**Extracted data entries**

* * *

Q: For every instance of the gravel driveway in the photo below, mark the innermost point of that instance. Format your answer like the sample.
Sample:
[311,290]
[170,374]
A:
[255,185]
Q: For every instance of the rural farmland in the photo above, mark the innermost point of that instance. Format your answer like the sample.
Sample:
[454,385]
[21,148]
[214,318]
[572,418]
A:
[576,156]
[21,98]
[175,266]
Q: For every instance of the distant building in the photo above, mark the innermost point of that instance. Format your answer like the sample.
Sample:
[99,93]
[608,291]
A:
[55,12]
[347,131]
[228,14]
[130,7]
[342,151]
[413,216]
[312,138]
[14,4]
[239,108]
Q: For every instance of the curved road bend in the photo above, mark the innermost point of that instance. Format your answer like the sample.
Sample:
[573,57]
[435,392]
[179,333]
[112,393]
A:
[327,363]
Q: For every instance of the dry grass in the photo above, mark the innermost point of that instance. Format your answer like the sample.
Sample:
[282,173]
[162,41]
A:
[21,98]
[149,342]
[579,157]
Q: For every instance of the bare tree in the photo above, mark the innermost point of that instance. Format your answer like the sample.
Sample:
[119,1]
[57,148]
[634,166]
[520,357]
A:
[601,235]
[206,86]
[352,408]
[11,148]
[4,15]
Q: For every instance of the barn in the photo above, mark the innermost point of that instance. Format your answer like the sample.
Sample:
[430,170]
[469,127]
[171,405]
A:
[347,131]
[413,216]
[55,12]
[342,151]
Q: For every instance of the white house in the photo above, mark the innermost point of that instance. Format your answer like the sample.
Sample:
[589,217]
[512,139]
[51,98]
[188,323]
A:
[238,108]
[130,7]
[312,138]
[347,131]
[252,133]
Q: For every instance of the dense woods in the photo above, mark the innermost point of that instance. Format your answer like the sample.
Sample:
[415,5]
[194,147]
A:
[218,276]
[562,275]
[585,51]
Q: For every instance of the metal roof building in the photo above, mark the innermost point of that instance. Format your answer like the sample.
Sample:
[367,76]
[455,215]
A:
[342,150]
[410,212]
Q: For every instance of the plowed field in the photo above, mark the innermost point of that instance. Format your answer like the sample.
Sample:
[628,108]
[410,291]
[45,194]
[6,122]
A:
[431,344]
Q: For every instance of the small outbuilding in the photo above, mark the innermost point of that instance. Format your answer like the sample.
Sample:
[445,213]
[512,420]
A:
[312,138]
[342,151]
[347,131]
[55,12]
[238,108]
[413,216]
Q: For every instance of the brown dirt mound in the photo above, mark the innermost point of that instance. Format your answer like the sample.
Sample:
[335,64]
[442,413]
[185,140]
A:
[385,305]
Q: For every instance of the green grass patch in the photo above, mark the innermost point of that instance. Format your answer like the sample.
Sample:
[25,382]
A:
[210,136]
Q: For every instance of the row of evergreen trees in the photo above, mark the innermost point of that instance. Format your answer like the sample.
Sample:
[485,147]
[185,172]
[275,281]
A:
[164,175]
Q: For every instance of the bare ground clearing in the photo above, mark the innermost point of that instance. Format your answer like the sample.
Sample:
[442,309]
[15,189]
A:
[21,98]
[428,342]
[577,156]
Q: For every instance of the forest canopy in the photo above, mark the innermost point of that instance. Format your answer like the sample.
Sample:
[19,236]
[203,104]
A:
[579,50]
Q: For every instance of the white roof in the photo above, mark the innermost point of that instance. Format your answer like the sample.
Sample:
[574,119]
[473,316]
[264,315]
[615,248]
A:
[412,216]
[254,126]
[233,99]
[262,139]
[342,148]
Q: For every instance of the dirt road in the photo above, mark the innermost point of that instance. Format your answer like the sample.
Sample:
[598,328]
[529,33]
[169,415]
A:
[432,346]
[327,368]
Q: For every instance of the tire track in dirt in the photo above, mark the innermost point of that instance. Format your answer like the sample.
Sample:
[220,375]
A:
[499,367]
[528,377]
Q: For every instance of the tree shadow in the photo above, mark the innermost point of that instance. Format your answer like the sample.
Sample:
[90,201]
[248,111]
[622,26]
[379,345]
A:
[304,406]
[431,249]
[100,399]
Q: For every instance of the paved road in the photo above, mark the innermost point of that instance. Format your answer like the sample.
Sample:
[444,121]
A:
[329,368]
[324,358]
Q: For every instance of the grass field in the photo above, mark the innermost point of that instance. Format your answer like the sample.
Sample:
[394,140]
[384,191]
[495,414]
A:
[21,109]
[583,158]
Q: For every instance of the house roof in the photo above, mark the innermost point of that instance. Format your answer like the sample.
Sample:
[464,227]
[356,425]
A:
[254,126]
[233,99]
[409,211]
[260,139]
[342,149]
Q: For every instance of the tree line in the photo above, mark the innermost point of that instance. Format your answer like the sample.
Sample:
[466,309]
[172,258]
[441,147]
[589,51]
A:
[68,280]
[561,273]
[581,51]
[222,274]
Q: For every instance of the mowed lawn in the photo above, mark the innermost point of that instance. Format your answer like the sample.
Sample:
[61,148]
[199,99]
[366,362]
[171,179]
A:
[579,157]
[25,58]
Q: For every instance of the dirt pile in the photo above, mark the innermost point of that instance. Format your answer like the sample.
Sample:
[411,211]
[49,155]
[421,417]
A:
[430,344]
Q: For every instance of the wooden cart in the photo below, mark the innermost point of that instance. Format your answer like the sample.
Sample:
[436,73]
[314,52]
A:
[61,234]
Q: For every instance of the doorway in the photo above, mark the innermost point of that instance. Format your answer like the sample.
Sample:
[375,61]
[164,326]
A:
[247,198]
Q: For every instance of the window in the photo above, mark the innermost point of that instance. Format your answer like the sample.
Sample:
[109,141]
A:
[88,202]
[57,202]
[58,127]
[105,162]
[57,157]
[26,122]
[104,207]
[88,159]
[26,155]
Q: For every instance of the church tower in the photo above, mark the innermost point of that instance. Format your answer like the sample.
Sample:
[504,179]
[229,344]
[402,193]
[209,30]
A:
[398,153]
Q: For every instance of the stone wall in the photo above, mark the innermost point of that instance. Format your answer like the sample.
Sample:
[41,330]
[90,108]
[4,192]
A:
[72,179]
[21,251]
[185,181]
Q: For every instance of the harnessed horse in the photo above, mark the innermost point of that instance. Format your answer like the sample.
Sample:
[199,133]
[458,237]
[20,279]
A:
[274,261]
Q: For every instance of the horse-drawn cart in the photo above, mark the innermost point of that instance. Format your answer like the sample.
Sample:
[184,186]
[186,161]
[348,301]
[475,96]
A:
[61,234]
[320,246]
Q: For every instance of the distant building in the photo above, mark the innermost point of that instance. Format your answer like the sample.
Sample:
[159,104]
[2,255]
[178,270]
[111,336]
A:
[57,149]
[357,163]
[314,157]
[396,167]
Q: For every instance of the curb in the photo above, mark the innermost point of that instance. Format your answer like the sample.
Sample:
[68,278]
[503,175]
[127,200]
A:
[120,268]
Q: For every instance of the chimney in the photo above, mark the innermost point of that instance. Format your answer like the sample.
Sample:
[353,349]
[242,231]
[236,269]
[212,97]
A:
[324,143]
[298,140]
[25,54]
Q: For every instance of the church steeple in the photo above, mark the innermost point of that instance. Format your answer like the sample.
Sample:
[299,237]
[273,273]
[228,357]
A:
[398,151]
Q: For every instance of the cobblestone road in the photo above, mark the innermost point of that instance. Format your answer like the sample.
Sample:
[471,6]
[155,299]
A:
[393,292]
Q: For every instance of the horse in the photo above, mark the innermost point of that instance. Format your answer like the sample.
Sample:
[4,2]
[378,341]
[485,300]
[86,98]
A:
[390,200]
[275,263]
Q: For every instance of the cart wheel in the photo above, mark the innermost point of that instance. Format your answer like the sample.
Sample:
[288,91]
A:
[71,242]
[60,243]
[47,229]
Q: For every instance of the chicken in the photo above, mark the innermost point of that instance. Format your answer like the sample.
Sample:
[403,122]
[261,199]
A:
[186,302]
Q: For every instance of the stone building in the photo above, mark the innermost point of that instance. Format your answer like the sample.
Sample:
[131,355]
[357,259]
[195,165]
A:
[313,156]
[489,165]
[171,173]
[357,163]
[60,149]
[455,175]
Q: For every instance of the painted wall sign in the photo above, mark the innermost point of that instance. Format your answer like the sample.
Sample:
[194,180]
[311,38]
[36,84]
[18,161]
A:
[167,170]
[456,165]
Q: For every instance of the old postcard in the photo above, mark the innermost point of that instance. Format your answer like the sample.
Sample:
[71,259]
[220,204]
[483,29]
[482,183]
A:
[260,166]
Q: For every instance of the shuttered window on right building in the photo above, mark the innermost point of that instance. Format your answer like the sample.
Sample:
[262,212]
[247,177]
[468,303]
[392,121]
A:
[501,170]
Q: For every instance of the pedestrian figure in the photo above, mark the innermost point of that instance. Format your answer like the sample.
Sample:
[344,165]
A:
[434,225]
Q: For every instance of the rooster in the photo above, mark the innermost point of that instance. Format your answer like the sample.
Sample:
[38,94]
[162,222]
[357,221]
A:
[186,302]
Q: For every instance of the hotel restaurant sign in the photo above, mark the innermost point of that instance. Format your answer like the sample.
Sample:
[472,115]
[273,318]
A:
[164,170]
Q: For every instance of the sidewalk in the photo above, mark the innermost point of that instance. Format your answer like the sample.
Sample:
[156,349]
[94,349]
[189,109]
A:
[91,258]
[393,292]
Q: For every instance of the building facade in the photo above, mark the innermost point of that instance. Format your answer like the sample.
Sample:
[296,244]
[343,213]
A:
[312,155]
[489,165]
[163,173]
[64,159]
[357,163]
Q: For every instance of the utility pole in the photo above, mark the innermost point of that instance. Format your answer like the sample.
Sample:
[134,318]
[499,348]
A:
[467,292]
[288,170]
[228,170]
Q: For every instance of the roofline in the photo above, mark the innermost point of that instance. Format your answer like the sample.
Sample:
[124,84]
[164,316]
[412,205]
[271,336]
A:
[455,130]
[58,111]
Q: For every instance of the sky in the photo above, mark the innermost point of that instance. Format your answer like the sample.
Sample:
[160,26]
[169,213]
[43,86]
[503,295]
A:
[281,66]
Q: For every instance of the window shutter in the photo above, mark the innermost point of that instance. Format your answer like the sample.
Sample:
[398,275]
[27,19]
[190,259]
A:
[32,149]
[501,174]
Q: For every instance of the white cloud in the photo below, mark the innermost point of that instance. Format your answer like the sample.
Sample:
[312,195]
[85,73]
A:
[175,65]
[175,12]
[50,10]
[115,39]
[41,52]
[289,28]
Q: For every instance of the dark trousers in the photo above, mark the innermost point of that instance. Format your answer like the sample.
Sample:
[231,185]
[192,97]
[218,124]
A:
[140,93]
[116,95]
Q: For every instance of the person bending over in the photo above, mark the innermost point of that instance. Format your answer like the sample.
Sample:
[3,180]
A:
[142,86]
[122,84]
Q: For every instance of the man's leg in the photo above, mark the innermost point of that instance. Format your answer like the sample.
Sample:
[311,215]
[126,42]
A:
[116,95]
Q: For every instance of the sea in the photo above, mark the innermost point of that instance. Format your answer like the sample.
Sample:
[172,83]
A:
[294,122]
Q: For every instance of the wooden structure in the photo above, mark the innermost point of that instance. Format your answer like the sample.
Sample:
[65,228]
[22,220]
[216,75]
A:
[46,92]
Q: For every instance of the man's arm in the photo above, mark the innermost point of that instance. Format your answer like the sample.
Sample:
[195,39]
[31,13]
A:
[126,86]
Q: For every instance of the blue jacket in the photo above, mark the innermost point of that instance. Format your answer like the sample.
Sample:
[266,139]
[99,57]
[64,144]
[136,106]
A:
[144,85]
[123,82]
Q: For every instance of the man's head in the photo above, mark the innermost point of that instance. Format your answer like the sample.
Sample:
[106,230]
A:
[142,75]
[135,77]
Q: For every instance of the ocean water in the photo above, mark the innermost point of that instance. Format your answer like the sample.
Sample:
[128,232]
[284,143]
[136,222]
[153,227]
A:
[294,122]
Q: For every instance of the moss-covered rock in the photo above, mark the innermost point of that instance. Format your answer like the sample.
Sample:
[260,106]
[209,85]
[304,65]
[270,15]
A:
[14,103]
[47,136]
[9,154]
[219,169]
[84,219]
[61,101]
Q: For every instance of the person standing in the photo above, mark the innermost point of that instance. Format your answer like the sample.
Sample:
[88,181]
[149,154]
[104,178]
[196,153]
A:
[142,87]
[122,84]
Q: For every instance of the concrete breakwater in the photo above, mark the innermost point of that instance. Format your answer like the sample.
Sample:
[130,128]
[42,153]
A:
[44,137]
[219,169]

* * *

**AIM**
Render the lines beginning with the one that contains "Q: For every instance of the concrete" and ending with the final line of the extracted data entries as a JSON list of strings, one string per line, omitting any blank lines.

**ANSWER FOR THIS EXERCISE**
[
  "Q: For every instance of the concrete breakwater in the photo above, mark the innermost point of that instance. Format your answer like the sample.",
  "Sample:",
  "[130,128]",
  "[42,153]",
  "A:",
  "[44,137]",
  "[219,169]"
]